**Excerpt:**
____

Vita Sackville-West
Page 46
And yet the very name cocker was specially applied to a spaniel small enough to penetrate the thick undergrowth where woodcock crouched concealed, and in the reign of Queen Elizabeth I was used to drive game and birds into nets. They are active little dogs, with nothing namby-pamby about them, in spite of a loving nature amounting to sentimentality. Their colour, according to taste, may be red, golden, tan, blue roan, black, or black and white, so there is plenty of variety to choose from.
It is thought that the spaniel originated in Spain, and in the beginning of their recorded history, which goes back to 1387, they were all generically known as spaniels. It was not until 1790 that they began to be divided into separate varieties. After that we get so many types that the amateur may be forgiven for a failure to disentangle them. There is the English Springer, the Clumber, the Sussex, the Welsh Springer, the Irish Water and the Field Spaniel, which is really a larger version of the Cocker. The main difference seems to lie in the size and weight; the Field may weigh anything from 35 lb. to 50 lb., the little Cocker should not exceed 28.
The solemn face in the illustration gives no idea of the cheerful disposition of one that is nicknamed the Merry Cocker. I believe also that they have a sense of humour; some dogs have. I once owned a golden cocker bitch and a cream Persian cat; the spaniel had puppies and the cat kittens at the same time, puppies and kittens being of exactly the same colour. The spaniel used to steal the kittens and deposit them amongst her own offspring, suckling them all indiscriminately, and I would swear that the little dog grinned up at me whenever I went to sort them out. I should add that the cat in her turn stole the puppies, but I was never able to discern the slightest trace of amusement on her face.
The Great Dane
Unlike the Dalmatian, the Great Dane may well come from the country which gives him his name, though he has also been claimed by Germany. This hugely alarming dog, like many large men, usually has the kindliest disposition; I feel sure he enjoyed carrying a lamp in his mouth ahead of benighted travellers, by his mere presence assuring them of their safety, as he was taught to do in the eighteenth century. He could also be sent back five or six miles to retrieve a forgotten parcel. These were among the services he was pleased to render.

____

**Set exercise 1:** According to the dog excerpt, in what year did spaniels start being divided into separate varieties?
**Set exercise 2:** Write the next part of the dog excerpt, starting after its final sentence.
The records placed after this come from a separate source.

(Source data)
____

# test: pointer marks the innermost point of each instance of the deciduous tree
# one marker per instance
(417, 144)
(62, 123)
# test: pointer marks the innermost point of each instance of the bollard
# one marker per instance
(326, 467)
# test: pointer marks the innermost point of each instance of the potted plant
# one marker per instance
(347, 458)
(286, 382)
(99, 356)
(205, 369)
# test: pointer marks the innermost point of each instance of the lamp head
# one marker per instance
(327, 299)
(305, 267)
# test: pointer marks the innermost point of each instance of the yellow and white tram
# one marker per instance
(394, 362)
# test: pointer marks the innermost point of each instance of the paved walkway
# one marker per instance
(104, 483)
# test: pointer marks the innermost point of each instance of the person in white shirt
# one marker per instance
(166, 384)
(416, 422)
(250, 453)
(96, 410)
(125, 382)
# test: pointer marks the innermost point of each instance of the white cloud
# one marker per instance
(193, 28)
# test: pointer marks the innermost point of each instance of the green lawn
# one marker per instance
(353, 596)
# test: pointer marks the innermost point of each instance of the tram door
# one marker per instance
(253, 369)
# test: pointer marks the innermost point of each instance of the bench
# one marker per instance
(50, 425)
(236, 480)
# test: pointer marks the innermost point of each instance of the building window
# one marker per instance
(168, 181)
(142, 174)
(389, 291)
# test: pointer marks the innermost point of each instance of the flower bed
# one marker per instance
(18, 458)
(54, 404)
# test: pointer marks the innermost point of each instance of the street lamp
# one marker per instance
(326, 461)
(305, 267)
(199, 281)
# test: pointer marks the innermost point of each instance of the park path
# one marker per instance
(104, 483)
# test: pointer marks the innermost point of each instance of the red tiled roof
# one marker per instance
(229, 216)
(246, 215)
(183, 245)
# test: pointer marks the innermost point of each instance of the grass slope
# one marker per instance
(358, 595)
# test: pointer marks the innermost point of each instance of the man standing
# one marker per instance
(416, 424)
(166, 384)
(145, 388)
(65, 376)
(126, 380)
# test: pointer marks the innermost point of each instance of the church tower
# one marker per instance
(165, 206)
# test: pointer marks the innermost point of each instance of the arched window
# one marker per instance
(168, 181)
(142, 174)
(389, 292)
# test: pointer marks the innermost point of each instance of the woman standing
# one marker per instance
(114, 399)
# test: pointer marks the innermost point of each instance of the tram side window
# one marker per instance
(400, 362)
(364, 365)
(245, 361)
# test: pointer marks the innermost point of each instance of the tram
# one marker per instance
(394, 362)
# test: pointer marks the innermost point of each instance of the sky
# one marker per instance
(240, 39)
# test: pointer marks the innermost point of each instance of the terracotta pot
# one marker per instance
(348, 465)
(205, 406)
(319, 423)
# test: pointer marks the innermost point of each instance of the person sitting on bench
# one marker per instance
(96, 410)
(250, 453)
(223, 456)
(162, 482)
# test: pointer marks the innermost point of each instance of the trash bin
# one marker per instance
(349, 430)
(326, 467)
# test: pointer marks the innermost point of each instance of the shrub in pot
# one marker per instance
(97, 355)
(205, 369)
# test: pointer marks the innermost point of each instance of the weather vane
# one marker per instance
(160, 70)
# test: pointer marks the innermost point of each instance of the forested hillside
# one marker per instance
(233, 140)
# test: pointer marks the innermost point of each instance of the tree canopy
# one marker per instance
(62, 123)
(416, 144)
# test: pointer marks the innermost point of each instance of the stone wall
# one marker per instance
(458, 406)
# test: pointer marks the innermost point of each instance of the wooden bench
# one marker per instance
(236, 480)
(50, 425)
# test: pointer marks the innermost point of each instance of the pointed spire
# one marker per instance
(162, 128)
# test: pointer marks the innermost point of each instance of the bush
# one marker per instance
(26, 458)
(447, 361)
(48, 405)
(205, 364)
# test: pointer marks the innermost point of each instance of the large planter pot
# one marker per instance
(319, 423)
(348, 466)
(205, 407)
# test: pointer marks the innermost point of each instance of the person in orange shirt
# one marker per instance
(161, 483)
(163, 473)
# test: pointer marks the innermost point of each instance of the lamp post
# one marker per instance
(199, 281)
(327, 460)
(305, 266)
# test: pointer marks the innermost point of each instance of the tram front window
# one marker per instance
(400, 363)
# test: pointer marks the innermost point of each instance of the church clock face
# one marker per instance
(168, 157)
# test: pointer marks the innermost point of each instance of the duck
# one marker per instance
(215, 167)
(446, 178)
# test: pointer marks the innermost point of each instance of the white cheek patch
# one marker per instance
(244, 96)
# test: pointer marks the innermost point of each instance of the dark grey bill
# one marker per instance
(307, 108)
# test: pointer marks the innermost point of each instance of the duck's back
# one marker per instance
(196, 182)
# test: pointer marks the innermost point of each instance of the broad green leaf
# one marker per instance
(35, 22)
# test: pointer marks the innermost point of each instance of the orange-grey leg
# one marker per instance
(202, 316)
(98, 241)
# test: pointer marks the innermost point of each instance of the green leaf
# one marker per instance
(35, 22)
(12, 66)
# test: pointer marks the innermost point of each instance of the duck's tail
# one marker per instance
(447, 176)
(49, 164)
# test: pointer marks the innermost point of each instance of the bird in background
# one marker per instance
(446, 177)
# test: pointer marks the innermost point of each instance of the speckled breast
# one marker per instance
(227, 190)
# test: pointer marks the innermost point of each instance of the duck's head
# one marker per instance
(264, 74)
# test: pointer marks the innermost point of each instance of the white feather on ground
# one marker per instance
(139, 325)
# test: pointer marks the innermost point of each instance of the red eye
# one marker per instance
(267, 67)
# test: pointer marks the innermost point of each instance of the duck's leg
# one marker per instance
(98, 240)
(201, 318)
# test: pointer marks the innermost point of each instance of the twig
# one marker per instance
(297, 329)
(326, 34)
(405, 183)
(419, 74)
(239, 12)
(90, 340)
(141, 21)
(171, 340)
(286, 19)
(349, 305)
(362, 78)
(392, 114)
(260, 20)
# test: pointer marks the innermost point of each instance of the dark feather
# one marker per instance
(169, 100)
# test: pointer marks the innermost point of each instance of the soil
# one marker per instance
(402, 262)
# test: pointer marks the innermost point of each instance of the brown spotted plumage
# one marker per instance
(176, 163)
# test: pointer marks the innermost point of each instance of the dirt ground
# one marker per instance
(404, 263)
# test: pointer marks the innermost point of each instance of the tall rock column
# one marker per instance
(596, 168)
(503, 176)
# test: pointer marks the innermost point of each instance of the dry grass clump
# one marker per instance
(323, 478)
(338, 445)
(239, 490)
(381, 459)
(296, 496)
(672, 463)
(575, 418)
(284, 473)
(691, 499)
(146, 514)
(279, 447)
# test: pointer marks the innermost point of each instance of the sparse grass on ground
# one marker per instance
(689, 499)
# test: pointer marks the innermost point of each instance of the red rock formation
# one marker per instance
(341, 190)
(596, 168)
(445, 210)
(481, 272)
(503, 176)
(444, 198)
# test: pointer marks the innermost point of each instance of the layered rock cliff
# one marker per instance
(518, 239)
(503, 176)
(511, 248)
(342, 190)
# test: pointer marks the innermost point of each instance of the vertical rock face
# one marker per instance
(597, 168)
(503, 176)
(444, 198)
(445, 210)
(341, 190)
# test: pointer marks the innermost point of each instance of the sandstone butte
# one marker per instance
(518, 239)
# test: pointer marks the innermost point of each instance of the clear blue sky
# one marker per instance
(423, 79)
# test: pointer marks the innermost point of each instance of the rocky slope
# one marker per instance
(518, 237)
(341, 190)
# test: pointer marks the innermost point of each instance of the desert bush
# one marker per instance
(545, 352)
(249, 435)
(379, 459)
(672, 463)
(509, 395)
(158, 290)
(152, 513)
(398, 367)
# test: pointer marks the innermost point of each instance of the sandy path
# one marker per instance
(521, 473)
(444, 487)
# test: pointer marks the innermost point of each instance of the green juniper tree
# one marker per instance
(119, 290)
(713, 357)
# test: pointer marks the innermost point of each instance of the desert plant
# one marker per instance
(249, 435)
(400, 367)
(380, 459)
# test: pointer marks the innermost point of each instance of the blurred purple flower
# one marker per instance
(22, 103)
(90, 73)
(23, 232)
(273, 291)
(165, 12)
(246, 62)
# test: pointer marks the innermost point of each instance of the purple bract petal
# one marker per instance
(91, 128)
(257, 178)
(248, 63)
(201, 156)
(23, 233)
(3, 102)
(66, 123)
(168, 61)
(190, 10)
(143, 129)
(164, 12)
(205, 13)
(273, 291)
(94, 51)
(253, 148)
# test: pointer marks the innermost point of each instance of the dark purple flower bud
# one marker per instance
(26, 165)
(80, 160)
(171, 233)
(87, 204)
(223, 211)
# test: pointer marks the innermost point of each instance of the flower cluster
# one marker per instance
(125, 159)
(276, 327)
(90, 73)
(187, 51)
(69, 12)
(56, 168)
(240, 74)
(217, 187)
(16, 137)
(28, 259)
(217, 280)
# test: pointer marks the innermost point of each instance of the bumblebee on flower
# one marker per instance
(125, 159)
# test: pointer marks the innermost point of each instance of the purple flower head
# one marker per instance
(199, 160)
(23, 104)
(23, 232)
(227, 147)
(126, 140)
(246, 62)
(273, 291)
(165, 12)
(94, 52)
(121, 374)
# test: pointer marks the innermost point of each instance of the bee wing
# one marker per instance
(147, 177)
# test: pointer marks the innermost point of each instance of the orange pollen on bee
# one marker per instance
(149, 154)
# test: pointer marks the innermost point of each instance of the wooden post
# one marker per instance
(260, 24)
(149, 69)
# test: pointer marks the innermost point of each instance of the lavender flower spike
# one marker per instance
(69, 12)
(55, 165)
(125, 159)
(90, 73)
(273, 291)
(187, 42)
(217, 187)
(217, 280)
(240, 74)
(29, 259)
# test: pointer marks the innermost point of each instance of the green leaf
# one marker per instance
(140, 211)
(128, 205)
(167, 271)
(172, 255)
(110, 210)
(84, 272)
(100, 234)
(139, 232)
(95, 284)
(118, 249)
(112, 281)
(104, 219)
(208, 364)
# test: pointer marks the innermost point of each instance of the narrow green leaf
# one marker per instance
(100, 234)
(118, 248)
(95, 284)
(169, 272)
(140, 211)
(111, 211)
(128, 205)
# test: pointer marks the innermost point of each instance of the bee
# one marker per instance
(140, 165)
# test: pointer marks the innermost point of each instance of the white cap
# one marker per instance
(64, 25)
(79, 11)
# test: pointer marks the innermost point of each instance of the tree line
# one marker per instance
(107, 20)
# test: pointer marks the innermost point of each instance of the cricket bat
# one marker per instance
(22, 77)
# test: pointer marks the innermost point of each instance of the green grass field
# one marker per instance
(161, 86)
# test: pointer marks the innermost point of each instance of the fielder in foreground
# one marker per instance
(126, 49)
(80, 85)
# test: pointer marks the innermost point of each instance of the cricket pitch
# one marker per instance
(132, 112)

____

**Result 1:** 1790

**Result 2:**
It seems scarcely necessary to say that he should be wisely handled from puppyhood, for an undisciplined or irritable Great Dane is a terrifying thought. Even an amiable one, anxious to please, provides some elements of peril. Too exuberant a display of affection will easily land you on the floor, and there is also the tail to be considered. It is long, and as hard as a piece of wood, and unlike a piece of wood it wags. Now this tail may get damaged if the dog is confined in too small a kennel, and so generally is this danger recognised that dog-shops supply a special tail-protector. In my admittedly limited experience of the breed, I have noticed that danger from the tail is as much to be taken into account as danger to the tail. One happy swoop across a low table, and off go all the tea-cups.
Dear Brutus! the only Great Dane I ever intimately knew. How remorseful he was whenever his enormous clumsiness had led him into transgression. He seemed to say he knew he had done wrong, but how could he help it? His owner, the poet Dorothy Wellesley, forgave him all his trespasses:
My great marbled hound [she wrote]
Leaps at them [the rooks] as they fly.
The one in the illustration is a harlequin, which means that he may have a walleye and a pink nose. This truly noble dog, this great marbled hound, ought to be seen in his entirety. He stands 30 inches tall, and weighs at the minimum 120 lb., or nearly ten stone. He has been with us for some two hundred years, possibly three hundred, when dogs were used for pulling carts, even as they are used today in Belgium and Holland. So muscular a dog as the Dane, almost the size of a Shetland pony, would have been well-adapted to cart-harness. Why not use him today, to pull the mowing machine?
Considering his size, it is rather surprising to find that he registers over 500 a year in the Kennel Club list.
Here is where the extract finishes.